»»

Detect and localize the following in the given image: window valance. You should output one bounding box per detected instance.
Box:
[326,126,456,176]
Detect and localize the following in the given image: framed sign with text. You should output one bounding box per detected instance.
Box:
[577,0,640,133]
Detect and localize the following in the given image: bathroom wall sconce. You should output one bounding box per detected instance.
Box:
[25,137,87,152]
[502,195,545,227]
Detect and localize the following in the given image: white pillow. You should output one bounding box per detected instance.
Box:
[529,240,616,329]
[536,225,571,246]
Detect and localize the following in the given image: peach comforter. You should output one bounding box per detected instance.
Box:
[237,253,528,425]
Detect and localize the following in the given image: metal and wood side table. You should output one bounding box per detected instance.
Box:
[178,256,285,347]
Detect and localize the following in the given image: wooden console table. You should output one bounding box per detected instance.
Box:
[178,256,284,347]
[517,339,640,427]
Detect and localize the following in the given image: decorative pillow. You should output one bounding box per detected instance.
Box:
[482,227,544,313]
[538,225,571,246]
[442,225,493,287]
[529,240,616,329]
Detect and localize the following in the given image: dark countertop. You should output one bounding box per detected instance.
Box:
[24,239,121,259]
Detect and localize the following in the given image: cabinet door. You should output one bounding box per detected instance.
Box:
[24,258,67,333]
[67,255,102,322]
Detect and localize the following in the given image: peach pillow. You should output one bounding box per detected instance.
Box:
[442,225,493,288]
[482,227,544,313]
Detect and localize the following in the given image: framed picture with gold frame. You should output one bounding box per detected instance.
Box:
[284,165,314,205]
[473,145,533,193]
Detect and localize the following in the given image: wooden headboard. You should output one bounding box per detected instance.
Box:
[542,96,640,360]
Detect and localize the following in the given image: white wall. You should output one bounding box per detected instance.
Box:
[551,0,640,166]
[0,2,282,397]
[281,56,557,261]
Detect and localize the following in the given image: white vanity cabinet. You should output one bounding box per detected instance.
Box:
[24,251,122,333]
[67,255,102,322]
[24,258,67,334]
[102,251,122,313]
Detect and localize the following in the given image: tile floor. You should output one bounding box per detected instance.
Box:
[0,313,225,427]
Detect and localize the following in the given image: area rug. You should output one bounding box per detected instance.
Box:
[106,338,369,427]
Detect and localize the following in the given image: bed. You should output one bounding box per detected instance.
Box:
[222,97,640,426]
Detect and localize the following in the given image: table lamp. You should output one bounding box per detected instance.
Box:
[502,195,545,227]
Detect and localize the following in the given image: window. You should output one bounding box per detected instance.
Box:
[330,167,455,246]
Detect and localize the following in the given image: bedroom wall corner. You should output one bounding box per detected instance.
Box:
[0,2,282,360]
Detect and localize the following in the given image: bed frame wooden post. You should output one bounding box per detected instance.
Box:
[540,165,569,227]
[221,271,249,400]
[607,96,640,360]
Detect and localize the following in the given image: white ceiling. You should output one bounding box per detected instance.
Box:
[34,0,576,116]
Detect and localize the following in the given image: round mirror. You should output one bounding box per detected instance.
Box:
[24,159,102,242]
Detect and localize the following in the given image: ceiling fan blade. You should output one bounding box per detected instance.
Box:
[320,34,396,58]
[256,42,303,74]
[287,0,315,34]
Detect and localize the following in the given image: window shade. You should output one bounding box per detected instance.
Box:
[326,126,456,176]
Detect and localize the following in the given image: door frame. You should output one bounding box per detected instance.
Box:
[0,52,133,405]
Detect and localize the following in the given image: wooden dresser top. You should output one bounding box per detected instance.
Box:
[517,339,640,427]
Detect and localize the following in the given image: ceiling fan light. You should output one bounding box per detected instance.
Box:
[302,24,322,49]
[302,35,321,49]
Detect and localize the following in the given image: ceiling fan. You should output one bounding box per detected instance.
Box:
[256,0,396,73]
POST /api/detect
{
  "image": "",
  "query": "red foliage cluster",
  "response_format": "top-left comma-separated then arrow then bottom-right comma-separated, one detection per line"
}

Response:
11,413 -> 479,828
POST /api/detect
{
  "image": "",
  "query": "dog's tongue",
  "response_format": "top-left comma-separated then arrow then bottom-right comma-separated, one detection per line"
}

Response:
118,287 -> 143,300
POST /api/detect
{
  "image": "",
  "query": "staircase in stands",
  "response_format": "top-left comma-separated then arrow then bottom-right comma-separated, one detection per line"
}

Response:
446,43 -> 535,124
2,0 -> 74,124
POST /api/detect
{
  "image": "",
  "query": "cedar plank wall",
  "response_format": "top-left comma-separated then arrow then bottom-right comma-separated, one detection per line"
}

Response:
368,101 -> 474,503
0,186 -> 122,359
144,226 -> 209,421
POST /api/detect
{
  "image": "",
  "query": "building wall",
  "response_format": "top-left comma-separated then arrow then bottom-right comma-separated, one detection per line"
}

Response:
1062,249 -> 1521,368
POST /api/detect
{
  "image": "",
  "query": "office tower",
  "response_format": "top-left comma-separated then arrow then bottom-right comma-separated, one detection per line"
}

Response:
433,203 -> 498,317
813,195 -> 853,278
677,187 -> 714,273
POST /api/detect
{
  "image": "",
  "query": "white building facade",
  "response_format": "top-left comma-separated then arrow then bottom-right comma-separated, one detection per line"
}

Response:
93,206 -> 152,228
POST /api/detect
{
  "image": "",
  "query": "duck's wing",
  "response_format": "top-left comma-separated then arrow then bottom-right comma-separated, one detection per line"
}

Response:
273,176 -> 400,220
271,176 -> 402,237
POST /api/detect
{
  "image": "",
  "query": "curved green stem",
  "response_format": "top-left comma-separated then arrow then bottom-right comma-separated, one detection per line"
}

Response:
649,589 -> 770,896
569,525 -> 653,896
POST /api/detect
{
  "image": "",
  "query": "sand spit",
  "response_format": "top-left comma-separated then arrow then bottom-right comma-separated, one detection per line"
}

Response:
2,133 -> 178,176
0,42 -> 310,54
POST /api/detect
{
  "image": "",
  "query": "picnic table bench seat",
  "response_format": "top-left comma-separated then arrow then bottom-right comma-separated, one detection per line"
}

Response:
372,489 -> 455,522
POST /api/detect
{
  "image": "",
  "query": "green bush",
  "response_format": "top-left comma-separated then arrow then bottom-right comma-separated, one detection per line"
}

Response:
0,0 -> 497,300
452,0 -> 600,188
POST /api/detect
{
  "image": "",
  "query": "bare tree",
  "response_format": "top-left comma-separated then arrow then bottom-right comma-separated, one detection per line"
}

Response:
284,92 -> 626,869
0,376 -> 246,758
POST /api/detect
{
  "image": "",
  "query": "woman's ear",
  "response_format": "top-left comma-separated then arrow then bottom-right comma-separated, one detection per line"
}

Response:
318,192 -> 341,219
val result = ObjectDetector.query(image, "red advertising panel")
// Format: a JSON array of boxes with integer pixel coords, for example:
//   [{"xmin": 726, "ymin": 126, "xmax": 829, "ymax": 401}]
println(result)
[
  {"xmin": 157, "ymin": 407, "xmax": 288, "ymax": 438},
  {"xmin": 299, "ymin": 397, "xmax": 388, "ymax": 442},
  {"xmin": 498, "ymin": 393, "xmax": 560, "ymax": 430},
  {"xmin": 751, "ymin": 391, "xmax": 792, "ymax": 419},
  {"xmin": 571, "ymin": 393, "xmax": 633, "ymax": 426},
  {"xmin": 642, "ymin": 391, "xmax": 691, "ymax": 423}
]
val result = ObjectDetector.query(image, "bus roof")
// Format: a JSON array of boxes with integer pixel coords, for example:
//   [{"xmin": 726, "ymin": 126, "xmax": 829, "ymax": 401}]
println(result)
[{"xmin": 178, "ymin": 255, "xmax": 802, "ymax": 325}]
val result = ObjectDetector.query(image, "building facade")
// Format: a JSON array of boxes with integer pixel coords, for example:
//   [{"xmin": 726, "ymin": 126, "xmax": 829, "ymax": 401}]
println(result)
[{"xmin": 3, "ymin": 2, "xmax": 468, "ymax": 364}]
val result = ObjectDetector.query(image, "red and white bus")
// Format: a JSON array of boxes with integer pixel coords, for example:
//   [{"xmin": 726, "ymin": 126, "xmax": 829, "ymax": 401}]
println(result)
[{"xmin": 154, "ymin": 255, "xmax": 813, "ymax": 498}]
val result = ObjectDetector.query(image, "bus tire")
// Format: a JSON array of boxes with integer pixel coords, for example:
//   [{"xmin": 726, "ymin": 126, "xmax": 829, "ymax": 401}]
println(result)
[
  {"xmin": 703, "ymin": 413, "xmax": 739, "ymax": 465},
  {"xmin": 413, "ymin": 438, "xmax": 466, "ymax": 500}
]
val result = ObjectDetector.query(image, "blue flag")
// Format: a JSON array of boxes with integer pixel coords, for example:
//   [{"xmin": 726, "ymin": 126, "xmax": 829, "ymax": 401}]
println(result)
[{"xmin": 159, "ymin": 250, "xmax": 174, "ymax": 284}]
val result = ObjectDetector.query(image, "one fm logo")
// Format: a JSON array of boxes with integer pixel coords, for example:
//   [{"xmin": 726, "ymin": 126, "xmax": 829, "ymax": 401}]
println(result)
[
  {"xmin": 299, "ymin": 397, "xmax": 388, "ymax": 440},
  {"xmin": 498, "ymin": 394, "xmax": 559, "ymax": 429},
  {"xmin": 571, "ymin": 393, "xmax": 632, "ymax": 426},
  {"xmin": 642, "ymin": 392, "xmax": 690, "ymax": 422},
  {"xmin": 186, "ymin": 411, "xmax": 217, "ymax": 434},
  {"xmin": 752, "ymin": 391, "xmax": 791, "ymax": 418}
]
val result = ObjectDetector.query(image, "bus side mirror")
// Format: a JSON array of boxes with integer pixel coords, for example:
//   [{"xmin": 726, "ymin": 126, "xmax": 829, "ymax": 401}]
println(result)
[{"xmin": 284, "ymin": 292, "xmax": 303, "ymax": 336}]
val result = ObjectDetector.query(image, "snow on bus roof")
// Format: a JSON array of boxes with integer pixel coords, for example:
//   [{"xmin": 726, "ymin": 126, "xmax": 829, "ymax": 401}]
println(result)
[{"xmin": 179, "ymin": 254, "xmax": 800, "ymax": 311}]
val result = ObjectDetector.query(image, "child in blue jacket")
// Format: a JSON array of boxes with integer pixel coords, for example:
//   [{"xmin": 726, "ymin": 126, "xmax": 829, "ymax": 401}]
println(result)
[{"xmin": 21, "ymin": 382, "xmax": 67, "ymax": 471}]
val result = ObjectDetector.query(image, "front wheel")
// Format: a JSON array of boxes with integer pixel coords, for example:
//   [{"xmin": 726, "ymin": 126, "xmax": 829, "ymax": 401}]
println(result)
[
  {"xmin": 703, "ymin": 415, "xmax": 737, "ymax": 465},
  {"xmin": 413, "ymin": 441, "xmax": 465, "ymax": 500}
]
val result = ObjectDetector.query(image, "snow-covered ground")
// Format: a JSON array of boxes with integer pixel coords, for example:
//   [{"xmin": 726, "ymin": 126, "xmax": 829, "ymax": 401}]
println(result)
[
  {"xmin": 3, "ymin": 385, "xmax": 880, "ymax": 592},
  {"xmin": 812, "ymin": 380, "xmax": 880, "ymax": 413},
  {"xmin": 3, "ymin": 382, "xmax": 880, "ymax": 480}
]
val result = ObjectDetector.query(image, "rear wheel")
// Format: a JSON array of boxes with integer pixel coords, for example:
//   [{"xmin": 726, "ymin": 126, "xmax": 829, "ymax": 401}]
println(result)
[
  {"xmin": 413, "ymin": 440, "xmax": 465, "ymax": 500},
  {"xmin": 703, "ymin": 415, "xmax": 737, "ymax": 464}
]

««

- [Stated problem]
Copy out only the entries from the line with "Detect and localize the following in the given image: tile" up to and including the line with "[302,35,321,49]", replacing "ceiling fan" with "overhead fan" and keeping everything else the same.

- [The response]
Detect and localize the following in the given image: tile floor. You should output one bounding box per detected instance.
Box:
[0,313,225,427]
Detect and localize the following in the given image: area rug. You should output one bounding box per detected instance.
Box:
[106,338,369,427]
Detect and localize the following in the given image: bed. You should output one bounding box per detected instance.
Box:
[222,97,640,426]
Detect and localize the following in the given image: table lamp. You should output one bounding box per detected instance.
Box:
[502,195,545,227]
Detect and localize the following in the given image: window. You should output one bounding box per detected instance.
Box:
[330,167,455,246]
Detect and localize the following in the given image: bedroom wall corner. You should output one bounding box per detected instance.
Box:
[0,2,282,360]
Detect and localize the following in the given image: bed frame wooden post. You should output one bounding box per detected instance.
Box:
[540,165,569,227]
[221,271,249,400]
[607,96,640,360]
Detect and localize the following in the given image: white ceiling. You should output one bounding box per detected instance.
Box:
[34,0,576,116]
Detect and localize the following in the given image: round mirror. You should output one bounding box per detected instance.
Box:
[24,159,102,242]
Detect and localize the following in the given image: overhead fan blade. You should output one bounding box per detected instance.
Box:
[320,34,396,58]
[256,42,303,74]
[287,0,315,34]
Detect and localize the following in the given image: window shade. You should output one bounding box per detected instance.
Box:
[326,126,456,176]
Detect and localize the following in the given image: door frame. You should output one bounding box per detected instance.
Box:
[0,52,133,405]
Detect and localize the following in the given image: wooden dresser top. You should output one bounding box per detected instance.
Box:
[517,339,640,427]
Detect and localize the following in the given image: overhead fan light. You should output one bounding box per detected instance.
Box:
[302,24,322,49]
[302,35,321,49]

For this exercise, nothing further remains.